- _Short problem_:
Copy the lines from the line with "subject: tree branch" up to and including the line with "Give the mask of every instance of the tree", swapping "even-odd rule" for "nonzero winding rule" and leaving everything else unchanged. Output only those lines.

===

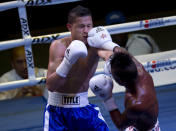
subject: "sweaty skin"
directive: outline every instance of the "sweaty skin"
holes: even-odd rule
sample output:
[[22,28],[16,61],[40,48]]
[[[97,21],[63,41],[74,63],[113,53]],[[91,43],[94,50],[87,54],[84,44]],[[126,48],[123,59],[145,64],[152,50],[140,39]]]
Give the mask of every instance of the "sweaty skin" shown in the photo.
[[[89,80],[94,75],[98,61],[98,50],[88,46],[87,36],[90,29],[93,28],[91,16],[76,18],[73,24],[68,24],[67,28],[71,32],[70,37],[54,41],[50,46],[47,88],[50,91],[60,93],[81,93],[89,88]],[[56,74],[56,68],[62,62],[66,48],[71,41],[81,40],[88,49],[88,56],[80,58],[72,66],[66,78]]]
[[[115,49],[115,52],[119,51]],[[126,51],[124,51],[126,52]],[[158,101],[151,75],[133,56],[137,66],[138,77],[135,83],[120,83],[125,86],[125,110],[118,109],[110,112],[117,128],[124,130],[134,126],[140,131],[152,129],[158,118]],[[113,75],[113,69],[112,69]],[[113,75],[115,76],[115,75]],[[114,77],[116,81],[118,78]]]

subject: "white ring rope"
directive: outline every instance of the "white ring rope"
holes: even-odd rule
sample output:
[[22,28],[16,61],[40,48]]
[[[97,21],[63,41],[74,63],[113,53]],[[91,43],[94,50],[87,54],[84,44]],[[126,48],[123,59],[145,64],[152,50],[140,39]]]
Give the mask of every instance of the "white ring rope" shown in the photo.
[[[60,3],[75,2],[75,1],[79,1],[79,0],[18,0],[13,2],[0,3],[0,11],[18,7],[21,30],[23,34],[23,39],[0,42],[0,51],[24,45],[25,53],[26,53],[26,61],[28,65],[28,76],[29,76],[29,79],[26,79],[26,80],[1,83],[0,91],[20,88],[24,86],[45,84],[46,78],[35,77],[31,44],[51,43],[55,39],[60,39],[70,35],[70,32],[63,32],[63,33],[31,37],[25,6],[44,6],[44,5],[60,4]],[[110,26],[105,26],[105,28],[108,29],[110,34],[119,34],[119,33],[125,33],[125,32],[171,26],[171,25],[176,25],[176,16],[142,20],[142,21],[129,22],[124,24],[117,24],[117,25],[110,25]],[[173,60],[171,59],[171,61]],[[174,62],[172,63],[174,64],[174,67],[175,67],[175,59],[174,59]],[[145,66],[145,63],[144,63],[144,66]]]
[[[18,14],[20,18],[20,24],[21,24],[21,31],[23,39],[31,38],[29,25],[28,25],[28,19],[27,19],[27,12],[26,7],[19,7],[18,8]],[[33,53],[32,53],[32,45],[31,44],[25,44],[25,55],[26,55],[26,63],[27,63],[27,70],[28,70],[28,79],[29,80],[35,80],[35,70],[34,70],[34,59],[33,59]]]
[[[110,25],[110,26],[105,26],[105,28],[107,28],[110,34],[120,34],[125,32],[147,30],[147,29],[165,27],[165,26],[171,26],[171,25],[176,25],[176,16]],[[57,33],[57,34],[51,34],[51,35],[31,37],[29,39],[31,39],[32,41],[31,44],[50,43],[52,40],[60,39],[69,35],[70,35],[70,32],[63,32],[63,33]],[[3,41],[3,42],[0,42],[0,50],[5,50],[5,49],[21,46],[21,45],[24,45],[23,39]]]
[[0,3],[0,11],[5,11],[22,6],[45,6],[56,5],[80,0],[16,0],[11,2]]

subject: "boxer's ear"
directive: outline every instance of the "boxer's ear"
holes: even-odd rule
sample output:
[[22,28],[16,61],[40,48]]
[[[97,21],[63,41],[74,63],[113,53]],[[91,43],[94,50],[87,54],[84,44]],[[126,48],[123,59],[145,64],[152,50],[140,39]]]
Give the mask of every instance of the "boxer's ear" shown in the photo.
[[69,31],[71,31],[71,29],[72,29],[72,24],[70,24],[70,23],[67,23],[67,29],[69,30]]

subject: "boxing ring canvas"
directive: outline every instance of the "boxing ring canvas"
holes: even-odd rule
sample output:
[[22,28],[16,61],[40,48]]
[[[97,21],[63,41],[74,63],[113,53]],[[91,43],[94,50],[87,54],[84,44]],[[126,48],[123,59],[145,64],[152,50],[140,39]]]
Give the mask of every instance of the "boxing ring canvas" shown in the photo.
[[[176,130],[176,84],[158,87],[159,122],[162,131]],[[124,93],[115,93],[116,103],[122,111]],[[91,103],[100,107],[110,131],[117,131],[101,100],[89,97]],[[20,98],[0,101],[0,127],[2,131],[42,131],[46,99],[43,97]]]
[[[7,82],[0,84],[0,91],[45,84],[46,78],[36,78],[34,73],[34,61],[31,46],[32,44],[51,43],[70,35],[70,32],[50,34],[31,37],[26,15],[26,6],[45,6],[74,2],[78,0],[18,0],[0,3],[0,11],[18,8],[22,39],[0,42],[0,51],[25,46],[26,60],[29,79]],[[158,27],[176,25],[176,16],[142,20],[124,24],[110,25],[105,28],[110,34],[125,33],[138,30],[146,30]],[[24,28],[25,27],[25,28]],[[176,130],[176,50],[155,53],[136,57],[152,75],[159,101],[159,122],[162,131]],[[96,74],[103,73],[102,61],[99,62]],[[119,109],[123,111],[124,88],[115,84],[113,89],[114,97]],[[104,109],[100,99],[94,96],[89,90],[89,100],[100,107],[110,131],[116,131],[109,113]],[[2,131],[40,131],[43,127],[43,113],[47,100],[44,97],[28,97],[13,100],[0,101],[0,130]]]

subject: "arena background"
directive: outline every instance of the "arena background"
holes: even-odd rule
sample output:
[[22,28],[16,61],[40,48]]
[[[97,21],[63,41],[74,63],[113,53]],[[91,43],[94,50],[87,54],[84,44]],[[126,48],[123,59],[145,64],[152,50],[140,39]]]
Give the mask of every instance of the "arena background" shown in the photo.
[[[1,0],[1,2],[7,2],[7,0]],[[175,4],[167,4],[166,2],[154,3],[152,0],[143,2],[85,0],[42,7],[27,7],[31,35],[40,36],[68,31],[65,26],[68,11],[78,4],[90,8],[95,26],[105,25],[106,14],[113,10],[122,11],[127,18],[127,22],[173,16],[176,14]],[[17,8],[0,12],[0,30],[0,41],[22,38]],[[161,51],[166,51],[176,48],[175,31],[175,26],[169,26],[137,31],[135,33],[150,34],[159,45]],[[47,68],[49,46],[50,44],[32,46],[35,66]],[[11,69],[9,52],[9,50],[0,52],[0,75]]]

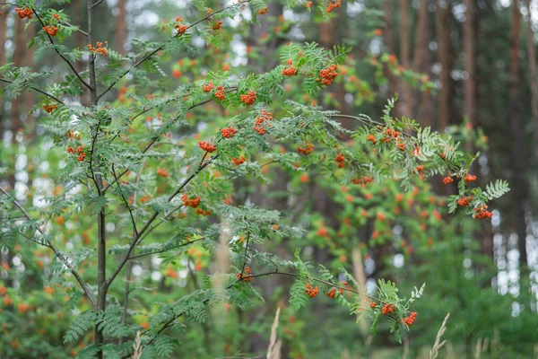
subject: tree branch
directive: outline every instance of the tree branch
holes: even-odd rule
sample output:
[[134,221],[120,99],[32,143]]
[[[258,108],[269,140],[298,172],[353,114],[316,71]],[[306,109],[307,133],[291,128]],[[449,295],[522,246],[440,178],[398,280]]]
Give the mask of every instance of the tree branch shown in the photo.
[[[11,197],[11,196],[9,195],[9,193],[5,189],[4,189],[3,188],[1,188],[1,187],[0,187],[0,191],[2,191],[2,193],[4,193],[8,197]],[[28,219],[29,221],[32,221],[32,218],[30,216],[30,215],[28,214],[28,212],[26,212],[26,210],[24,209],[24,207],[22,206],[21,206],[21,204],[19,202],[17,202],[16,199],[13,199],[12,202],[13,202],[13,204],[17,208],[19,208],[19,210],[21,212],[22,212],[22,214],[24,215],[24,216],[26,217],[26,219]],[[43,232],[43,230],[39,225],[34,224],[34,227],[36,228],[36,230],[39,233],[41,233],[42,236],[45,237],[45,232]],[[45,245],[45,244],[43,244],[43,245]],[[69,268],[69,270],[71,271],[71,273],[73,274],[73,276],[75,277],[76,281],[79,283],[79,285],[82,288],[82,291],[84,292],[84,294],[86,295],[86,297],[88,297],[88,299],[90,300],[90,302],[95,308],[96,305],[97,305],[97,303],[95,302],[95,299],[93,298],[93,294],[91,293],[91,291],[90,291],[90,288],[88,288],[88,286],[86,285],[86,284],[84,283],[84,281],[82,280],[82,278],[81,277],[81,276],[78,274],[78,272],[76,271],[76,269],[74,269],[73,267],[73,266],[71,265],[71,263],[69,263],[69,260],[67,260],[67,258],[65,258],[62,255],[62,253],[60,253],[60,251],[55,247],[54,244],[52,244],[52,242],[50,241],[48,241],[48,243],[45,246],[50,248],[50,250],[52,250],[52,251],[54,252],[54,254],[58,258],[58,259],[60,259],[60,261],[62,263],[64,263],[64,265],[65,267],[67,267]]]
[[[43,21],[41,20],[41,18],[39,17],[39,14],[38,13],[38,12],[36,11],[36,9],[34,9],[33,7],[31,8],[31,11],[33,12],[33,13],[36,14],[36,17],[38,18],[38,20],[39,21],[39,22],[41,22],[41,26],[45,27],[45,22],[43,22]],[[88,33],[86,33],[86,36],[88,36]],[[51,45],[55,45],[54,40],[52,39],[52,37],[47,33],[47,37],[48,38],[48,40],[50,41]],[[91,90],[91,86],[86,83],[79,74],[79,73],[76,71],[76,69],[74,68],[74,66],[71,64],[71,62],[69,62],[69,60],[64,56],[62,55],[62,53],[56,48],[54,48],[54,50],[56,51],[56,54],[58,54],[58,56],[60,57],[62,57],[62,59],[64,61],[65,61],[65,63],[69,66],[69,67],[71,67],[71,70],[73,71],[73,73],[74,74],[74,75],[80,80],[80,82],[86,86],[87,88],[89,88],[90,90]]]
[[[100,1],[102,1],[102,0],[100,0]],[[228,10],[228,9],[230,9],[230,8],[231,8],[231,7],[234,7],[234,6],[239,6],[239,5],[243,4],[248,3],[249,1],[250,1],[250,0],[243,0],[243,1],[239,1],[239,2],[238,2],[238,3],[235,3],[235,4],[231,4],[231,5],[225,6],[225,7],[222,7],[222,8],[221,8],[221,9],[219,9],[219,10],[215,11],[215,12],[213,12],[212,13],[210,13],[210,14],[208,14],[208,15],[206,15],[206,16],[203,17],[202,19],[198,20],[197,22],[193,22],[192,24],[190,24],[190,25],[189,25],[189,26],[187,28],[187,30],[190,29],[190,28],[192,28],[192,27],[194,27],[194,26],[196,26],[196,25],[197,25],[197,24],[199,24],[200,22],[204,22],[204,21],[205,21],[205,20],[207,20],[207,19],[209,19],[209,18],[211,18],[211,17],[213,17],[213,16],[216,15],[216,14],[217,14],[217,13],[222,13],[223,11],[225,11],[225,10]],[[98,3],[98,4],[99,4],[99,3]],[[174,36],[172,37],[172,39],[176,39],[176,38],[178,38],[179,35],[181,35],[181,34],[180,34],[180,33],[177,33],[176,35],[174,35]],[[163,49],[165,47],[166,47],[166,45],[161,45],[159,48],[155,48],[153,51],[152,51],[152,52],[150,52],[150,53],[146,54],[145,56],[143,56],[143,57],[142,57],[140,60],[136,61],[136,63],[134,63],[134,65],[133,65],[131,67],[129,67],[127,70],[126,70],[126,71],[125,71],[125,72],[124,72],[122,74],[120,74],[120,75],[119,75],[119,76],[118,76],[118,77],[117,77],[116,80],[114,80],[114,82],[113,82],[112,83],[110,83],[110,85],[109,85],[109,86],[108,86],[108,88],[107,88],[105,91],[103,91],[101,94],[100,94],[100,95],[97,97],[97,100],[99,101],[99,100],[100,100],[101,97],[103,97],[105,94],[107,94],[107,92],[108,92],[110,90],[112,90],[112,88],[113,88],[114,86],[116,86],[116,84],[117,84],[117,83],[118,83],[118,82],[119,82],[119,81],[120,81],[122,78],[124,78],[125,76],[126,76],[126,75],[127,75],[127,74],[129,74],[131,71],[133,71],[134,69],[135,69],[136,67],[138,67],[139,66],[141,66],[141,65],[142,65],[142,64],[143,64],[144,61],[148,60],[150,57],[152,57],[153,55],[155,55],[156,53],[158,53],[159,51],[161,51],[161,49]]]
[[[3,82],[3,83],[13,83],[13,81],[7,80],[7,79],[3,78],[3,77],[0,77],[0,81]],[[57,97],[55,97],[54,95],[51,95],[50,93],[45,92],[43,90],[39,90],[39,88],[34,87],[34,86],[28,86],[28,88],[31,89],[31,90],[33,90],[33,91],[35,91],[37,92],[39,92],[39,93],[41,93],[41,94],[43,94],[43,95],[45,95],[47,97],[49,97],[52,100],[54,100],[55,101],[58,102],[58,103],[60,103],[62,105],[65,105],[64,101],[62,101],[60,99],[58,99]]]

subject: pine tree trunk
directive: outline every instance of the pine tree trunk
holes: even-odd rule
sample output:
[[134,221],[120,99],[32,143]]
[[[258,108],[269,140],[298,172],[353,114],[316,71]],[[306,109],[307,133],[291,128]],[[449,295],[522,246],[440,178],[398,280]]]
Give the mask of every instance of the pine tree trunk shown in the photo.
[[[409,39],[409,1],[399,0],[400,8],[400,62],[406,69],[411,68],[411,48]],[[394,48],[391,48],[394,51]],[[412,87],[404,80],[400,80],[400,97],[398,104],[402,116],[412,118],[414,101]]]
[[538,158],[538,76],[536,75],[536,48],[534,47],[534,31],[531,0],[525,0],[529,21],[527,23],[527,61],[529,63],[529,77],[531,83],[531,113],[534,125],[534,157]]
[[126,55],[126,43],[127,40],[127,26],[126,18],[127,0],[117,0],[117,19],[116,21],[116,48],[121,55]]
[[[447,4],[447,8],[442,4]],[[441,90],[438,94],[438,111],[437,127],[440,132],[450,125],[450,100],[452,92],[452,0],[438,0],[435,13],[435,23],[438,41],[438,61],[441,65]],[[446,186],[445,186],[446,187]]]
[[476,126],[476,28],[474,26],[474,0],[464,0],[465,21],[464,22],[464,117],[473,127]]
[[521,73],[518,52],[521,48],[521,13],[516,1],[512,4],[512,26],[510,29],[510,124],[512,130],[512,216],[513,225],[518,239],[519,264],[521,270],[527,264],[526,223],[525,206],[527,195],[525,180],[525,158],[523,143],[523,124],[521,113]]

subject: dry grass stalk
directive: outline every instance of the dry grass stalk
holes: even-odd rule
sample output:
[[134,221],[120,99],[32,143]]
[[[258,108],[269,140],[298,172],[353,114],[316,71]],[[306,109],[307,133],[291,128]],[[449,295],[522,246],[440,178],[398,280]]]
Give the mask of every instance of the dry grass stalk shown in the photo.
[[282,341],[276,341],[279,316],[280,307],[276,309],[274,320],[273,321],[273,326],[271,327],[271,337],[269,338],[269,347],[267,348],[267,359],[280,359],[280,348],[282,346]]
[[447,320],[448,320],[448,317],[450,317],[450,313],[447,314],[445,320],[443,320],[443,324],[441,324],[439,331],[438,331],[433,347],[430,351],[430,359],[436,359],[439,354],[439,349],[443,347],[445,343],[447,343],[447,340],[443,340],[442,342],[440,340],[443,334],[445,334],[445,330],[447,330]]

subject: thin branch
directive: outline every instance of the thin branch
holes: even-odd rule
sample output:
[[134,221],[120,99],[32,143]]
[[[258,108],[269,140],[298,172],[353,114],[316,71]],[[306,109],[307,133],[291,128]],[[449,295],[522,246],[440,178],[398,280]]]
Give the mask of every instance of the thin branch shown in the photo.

===

- _The reply_:
subject: tree branch
directive: outline every instance of the tree branch
holes: nonzero winding rule
sample output:
[[134,221],[120,99],[32,143]]
[[[258,108],[269,140],[298,172],[353,114],[316,71]],[[306,109],[307,133],[291,128]],[[449,295],[522,246],[440,178],[398,280]]]
Give the mask of every instance of the tree branch shown in the photo.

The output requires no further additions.